● ACTION ITEM: Look below for the line that has "[locate] white rope". Set down the lines from there through the line that has "[locate] badger head", exactly as written.
________________________________________
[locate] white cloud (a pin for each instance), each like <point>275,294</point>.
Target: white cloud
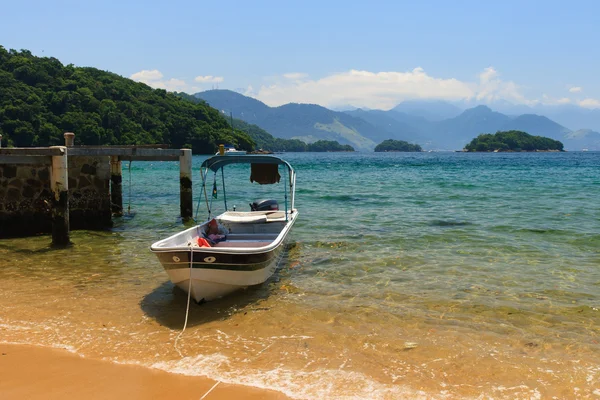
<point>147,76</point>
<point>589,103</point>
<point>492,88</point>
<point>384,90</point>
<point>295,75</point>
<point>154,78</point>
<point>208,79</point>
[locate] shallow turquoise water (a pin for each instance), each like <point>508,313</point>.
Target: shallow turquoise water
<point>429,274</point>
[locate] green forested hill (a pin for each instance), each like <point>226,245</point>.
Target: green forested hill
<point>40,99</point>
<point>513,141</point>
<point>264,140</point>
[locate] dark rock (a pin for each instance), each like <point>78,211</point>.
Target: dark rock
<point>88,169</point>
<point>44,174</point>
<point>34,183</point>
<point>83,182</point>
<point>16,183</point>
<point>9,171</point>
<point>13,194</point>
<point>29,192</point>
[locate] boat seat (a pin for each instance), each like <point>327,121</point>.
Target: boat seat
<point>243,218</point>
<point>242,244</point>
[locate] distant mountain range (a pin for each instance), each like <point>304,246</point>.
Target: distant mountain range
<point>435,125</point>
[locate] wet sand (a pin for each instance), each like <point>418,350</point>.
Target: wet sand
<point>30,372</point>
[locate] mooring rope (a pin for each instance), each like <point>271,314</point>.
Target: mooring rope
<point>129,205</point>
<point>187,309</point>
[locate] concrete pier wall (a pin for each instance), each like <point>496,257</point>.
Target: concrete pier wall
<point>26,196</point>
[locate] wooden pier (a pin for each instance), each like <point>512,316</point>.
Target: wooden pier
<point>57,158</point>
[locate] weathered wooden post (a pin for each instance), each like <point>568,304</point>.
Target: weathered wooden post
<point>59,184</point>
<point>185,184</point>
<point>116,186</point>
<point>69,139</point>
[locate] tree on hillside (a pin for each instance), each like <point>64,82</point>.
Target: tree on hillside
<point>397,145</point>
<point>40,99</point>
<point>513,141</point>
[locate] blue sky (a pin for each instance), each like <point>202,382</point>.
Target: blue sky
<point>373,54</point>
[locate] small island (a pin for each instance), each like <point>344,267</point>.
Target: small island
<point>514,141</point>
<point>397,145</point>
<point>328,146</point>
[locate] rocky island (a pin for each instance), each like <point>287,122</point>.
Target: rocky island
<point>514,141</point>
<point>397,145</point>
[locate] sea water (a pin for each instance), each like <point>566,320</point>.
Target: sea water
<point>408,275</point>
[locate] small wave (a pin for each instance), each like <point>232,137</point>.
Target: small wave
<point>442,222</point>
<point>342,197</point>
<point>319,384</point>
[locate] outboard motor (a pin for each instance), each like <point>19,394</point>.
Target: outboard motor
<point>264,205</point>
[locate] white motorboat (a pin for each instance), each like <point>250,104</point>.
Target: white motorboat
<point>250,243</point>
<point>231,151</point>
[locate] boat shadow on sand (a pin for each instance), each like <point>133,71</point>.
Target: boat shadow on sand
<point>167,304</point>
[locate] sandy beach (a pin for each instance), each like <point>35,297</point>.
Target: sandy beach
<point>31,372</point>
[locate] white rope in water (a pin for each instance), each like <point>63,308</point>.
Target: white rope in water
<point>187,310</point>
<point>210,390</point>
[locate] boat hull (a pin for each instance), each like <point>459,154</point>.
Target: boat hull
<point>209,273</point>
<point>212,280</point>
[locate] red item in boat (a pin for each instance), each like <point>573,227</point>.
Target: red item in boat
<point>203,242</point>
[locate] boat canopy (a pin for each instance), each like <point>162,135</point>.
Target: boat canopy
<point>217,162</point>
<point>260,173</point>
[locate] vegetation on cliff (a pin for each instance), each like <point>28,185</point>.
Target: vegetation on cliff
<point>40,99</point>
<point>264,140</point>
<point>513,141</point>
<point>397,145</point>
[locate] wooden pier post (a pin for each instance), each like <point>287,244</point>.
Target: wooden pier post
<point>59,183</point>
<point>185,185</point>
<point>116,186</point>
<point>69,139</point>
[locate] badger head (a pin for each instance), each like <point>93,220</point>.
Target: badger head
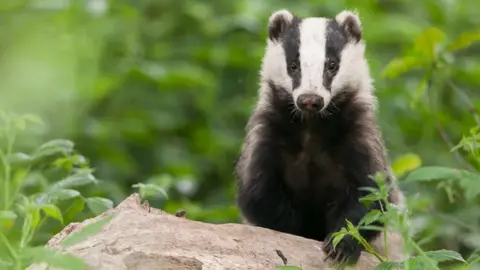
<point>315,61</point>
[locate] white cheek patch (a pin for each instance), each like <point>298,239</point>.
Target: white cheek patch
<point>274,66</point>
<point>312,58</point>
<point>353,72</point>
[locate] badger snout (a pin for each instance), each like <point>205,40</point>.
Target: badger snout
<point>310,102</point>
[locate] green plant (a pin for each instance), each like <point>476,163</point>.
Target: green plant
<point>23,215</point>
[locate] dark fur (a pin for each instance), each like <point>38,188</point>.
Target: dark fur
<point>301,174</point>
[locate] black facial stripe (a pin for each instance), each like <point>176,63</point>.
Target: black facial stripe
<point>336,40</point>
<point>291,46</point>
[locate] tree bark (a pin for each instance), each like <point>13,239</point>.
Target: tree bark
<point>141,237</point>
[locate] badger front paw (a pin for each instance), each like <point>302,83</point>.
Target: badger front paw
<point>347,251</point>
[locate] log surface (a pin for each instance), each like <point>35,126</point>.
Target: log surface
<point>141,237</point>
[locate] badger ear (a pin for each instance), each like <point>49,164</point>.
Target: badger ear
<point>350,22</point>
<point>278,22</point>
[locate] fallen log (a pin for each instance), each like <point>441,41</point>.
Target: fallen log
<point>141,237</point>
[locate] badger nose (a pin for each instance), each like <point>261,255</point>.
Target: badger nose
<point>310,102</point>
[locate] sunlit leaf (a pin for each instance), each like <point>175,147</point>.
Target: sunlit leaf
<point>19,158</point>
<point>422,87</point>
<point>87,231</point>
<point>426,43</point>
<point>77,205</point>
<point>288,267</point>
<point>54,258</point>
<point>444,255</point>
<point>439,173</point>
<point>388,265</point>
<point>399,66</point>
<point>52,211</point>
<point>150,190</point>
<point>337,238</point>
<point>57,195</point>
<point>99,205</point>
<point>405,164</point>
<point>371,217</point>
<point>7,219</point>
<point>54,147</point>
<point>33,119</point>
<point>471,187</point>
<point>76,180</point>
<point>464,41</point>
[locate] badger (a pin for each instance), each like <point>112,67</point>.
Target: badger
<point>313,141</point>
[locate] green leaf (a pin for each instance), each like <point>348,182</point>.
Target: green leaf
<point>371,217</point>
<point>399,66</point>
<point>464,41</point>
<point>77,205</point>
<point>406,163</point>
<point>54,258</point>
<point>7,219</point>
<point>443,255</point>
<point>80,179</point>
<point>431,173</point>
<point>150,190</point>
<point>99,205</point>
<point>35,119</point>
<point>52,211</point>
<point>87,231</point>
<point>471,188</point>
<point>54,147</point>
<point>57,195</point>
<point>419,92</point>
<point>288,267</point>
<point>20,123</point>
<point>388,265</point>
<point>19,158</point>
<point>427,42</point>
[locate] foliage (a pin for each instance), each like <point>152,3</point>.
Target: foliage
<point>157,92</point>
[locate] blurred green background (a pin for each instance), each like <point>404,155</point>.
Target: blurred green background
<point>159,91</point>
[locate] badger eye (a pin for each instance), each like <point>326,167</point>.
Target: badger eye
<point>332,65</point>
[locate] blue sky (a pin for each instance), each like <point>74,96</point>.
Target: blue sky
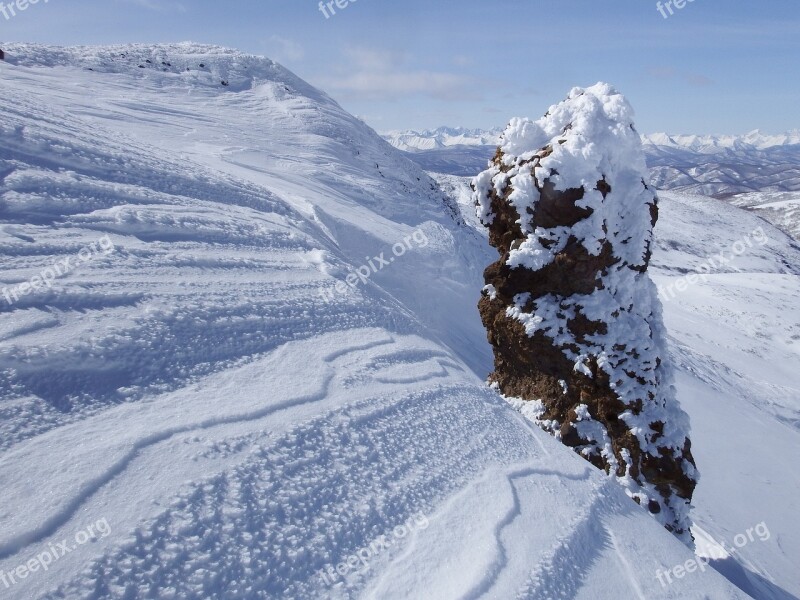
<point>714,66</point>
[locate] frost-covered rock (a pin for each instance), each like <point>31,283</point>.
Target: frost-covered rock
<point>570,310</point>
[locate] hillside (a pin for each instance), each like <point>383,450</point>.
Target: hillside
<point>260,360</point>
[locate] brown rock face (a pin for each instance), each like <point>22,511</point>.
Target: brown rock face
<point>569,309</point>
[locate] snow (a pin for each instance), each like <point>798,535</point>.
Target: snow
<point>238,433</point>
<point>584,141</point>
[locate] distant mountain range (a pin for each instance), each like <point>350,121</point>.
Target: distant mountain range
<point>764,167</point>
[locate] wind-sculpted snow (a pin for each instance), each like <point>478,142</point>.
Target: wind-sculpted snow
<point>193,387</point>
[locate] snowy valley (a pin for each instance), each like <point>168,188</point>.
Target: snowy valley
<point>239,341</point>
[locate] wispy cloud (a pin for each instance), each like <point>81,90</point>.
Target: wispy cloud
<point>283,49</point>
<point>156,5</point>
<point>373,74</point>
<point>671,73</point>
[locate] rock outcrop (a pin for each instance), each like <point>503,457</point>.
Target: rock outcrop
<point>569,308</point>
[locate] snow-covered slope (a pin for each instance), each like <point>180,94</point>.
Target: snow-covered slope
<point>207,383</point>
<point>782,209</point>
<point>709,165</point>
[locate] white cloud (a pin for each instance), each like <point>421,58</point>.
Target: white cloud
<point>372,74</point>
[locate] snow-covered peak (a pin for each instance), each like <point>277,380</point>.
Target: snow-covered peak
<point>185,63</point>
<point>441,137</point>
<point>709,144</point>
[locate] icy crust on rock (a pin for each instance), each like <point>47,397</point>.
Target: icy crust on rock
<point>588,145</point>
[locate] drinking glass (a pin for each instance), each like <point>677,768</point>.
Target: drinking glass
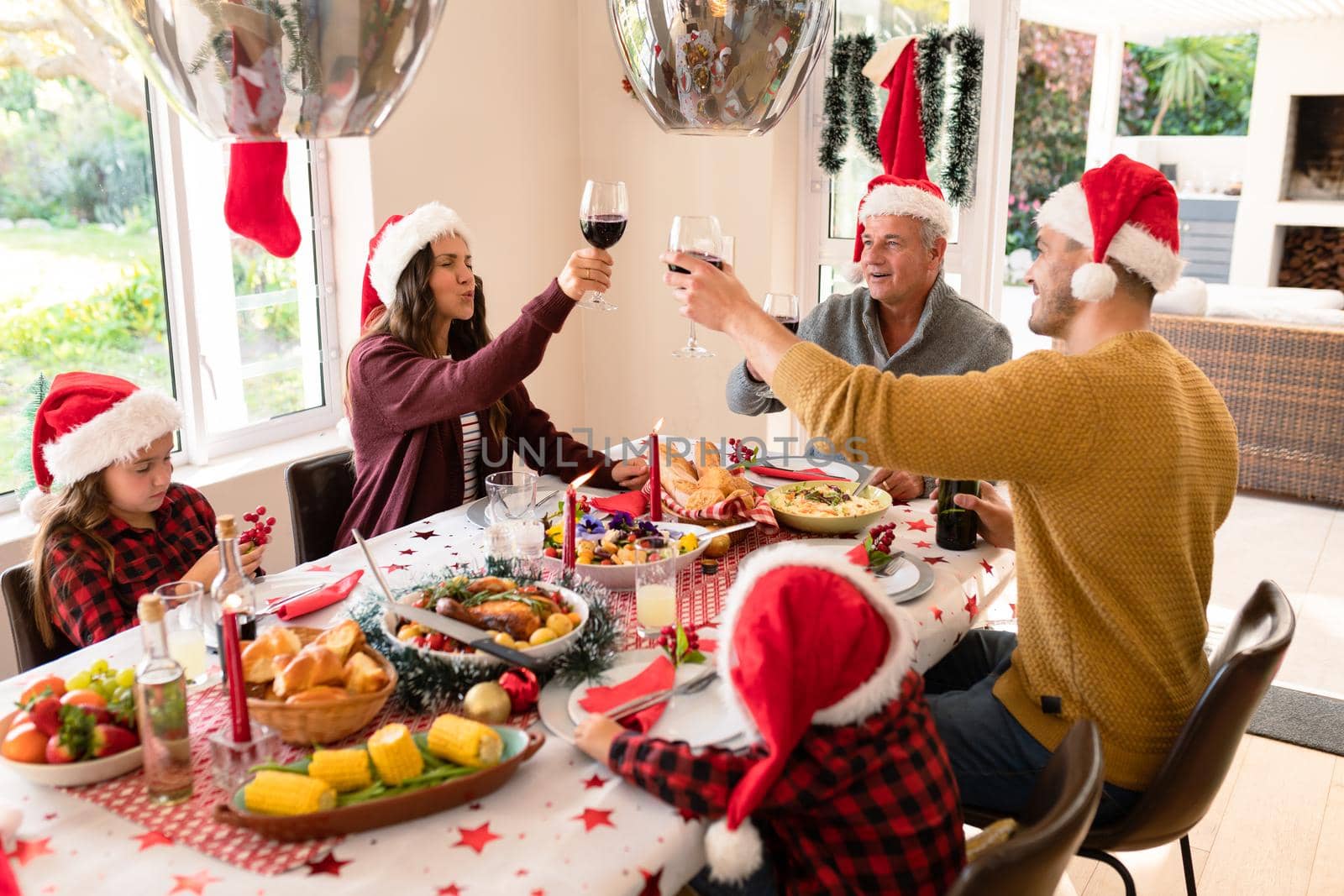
________________________________________
● ANSWER:
[locate] white rope in water (a pin for each instance), each like <point>63,308</point>.
Target: white rope in water
<point>187,310</point>
<point>210,390</point>
[locate] boat hull (a pin for each instance), each like <point>459,154</point>.
Target: boat hull
<point>209,273</point>
<point>212,280</point>
[locate] red item in boat (a pin for each instance), each like <point>573,227</point>.
Target: red item in boat
<point>203,242</point>
[locate] boat canopy (a pin for each instance), each like <point>162,135</point>.
Target: boat canopy
<point>217,162</point>
<point>260,173</point>
[locate] vegetation on cliff (a pin for each instance), each like <point>28,185</point>.
Target: vegetation on cliff
<point>40,99</point>
<point>264,140</point>
<point>513,141</point>
<point>397,145</point>
[locate] wooden pier post (a pin for each instance), each like <point>287,244</point>.
Target: wooden pier post
<point>59,183</point>
<point>185,185</point>
<point>116,186</point>
<point>69,139</point>
[locate] badger head (a pin for each instance), each like <point>93,220</point>.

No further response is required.